Selected passage:

************

Subarnachar Upazila mauza geocode map

Subarnachar (সুবর্ণচর) is an upazila (sub-district) of Noakhali District, located in Bangladesh's Chittagong Division. The Bhulua River and Sandwip Channel flows through it.

==History==
The islands in the upazila formed in 1959 and many poor migrants started settling there. This was followed by a land dispute in 1986 with foreign land grabbing forces. The clashes killed hundreds of people and destroyed thousands of homes. The settlers of Subarnachar sacrificed many precious lives to survive on that day. The history of this upazila has been written through the relentless struggle of the working people who have made this salty char habitable through their creative activities. Subarnachar has suffered from flooding in many occasions such as on 12 November 1970 as well as in 1985, 1991 and 1998. Subarnachar was given upazila status on 2 April 2005, taking 7 unions from Noakhali Sadar Upazila.

************

Records for the exercise:
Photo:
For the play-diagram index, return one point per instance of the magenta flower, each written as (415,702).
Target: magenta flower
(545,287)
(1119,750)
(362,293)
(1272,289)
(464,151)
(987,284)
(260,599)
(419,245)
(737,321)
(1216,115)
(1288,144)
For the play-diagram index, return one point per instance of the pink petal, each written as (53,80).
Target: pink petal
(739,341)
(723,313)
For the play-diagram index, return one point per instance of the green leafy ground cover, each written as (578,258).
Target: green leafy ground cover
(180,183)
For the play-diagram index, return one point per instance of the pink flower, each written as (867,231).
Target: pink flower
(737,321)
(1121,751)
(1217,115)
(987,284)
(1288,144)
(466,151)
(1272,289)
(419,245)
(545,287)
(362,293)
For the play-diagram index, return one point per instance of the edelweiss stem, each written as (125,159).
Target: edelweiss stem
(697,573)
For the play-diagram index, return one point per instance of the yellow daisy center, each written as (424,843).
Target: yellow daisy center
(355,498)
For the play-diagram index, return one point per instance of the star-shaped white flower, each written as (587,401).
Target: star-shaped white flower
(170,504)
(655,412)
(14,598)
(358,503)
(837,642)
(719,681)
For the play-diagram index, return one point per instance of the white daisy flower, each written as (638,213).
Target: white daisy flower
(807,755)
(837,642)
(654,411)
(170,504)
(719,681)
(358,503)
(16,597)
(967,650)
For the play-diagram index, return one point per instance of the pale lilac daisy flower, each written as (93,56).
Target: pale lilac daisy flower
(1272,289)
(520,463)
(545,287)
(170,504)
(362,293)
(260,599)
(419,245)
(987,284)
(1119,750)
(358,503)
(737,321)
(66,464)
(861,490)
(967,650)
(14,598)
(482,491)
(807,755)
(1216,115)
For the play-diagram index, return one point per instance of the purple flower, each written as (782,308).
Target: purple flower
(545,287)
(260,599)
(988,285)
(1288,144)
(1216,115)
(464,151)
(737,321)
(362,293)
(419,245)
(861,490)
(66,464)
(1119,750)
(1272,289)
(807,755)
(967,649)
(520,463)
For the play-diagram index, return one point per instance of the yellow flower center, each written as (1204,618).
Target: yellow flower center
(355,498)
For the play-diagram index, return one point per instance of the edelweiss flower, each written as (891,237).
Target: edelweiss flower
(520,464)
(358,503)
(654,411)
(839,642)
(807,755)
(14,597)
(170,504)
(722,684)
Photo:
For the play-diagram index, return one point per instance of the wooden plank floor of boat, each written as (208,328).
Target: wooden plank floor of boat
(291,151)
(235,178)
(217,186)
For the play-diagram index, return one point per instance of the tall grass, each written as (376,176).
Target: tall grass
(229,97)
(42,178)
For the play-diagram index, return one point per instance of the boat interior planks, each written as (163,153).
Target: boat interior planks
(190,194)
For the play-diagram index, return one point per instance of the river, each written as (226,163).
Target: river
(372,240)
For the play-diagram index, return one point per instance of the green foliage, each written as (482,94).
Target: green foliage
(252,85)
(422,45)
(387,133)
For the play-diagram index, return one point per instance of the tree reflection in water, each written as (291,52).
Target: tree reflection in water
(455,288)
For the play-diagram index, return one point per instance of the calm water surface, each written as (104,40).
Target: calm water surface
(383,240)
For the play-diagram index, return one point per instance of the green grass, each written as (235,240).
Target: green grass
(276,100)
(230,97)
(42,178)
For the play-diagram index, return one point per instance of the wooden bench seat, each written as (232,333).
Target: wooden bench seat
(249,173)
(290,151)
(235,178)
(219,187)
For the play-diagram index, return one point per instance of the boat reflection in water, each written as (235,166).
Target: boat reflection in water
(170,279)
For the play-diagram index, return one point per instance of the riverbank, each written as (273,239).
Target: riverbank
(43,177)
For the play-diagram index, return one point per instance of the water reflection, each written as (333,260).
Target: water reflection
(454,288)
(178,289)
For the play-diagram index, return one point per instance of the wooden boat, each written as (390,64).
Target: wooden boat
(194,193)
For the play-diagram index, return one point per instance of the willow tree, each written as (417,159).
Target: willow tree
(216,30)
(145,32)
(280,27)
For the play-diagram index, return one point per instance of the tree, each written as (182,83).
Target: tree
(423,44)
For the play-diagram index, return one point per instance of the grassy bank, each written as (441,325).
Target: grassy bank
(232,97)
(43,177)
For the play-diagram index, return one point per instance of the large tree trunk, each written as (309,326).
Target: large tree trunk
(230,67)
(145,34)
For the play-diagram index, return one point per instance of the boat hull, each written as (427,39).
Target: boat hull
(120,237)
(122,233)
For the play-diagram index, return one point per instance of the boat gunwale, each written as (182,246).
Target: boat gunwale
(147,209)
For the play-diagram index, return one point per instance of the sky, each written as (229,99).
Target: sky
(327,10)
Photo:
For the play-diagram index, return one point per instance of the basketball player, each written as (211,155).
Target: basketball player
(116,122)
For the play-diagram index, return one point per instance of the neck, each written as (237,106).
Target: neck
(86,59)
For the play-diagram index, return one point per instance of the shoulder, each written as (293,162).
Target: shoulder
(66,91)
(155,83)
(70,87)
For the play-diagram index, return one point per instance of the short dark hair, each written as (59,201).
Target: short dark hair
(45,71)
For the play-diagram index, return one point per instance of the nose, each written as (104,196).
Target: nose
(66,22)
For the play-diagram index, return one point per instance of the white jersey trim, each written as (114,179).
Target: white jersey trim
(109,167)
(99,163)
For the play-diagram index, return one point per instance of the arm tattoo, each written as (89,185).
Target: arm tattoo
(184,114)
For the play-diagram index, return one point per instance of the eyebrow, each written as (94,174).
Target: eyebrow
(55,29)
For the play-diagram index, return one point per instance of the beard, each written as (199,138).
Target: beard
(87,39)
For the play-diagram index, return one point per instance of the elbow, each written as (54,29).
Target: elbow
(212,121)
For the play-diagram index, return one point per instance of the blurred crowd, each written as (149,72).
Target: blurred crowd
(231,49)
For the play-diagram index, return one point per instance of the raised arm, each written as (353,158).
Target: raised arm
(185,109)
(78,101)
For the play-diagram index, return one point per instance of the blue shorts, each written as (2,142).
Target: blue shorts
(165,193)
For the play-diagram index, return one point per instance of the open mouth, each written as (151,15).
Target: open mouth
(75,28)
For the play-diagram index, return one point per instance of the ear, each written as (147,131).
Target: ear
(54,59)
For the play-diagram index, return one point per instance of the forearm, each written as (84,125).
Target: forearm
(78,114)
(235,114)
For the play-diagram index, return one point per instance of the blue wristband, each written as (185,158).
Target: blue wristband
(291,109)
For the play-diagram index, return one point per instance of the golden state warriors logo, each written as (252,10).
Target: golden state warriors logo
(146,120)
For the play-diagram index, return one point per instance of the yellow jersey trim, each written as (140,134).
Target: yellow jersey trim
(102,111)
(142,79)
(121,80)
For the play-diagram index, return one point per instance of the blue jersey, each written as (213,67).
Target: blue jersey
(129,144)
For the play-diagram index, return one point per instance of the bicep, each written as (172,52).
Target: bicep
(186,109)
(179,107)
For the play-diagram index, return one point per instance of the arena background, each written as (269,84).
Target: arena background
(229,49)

************

Tasks to carry out:
**1.** Rewrite the stretch of the Subarnachar passage from "Subarnachar Upazila mauza" through "flows through it.", putting "Hatiya Channel" in place of "Sandwip Channel".
**2.** Pull out each line of the listing that contains the string "foliage".
This listing is unrelated to the passage on Subarnachar.

Outputs by task:
**1.**
Subarnachar Upazila mauza geocode map

Subarnachar (সুবর্ণচর) is an upazila (sub-district) of Noakhali District, located in Bangladesh's Chittagong Division. The Bhulua River and Hatiya Channel flows through it.

**2.**
For the play-diagram index, return one point per instance of the green foliage, each written as (482,94).
Target: green foliage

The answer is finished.